Verilen metin =>

Emsal Mahkeme Kararı Bakırköy 2. Asliye Ticaret Mahkemesi 2015/942 E. 2022/533 K. 14.06.2022 T.

Görüntülediğiniz mahkeme kararı henüz kesinleşmemiştir. Yararlı olması amacıyla eklenmiştir.

T.C. BAKIRKÖY 2. ASLİYE TİCARET MAHKEMESİ

ESAS NO : 2015/942 Esas
KARAR NO : 2022/533

DAVA : Alacak (Eser Sözleşmesinden Kaynaklanan)
DAVA TARİHİ : 26/08/2013
KARAR TARİHİ : 14/06/2022
KARARIN YAZILDIĞI TARİH : 20/06/2022

Mahkememizde görülmekte olan Alacak (Eser Sözleşmesinden Kaynaklanan) davasının yapılan açık yargılaması sonunda,
GEREĞİ DÜŞÜNÜLDÜ:
Davacı vekili dava dilekçesinde özetle; müvekkili olan davacı şirketin 3. kişiler ile yaptığı kat karşılığı inşaat sözleşmesi gereği davalı tarafın ortak olma talebi üzerine bu inşaatı yapmak ve ortaya çıkan maliyet, kar ve zararı paylaşmak üzere adi bir ortaklık kurulduğunu, anlaşma gereği davalı tarafın kendisine isabet eden daire tapularını almasına rağmen, ödemesi gereken inşaat maliyetinin tamamını ödemediğini beyanla inşaat maliyetinin tespiti ile şimdilik 50.000 TL’nin davalıdan tahsiline karar verilmesini talep ve dava etmiştir.
Davalı vekili cevap dilekçesinde özetle; müvekkilinin davacı şirketin gayri resmi ortağı olduğunu, söz konusu ortaklık nedeniyle ödemelerini yerine getirdiğini, diğer ortakların yükümlülüklerini yerine getirmediğini, müvekkilinin zarara uğradığını, 18/01/2013 tarihli ibraname kapsamında müvekkilinin ortaklık nedeniyle borçlu olmadığının davacı şirket ortağı tarafından imza altına alındığını, müvekkilinin ortaklara borcu olduğu kabul edecek olsa dahi bu borcun davacı şirkete değil adi ortaklıkta yer alan ortaklara karşı doğmuş olacağını beyanla davanın reddine karar verilmesini talep etmiştir.
DELİLLERİN DEĞERLENDİRİLMESİ VE GEREKÇE:
Dava adi ortaklık sözleşmesinden kaynaklı alacağın tahsili talebine ilişkindir.

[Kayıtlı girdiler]
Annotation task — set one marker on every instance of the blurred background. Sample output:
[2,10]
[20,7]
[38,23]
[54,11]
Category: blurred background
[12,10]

Yazılı talep 1 => Mahkeme kararına göre davalı vekilinin cevap dilekçesinde dayandığı ibranamenin tarihi nedir?
Yazılı talep 2 => Mahkeme kararının başında "ESAS NO" ile "KARARIN YAZILDIĞI TARİH" arasında yer alan bilgi başlıklarının tamamını, karşılarındaki değerlerle birlikte sıralayın.
Yazılı talep 3 => Mahkeme kararında tarafların iddia ve savunmalarını iki cümleyle özetleyin.

Çıktı 1 => 18/01/2013

Çıktı 2 =>
- ESAS NO: 2015/942 Esas
- KARAR NO: 2022/533
- DAVA: Alacak (Eser Sözleşmesinden Kaynaklanan)
- DAVA TARİHİ: 26/08/2013
- KARAR TARİHİ: 14/06/2022
- KARARIN YAZILDIĞI TARİH: 20/06/2022

Çıktı 3 => Davacı şirket, kat karşılığı inşaatı yapmak için davalıyla adi bir ortaklık kurulduğunu ve davalının kendisine düşen daire tapularını aldığı hâlde inşaat maliyetinin tamamını ödemediğini ileri sürmüştür; bu gerekçeyle şimdilik 50.000 TL'nin davalıdan tahsilini istemiştir. Davalı ise ödemelerini yerine getirdiğini ve 18/01/2013 tarihli ibraname ile borçlu olmadığının davacı şirket ortağınca imza altına alındığını savunmuştur; ayrıca olası bir borcun davacı şirkete değil ortaklara karşı doğacağını belirterek davanın reddini talep etmiştir.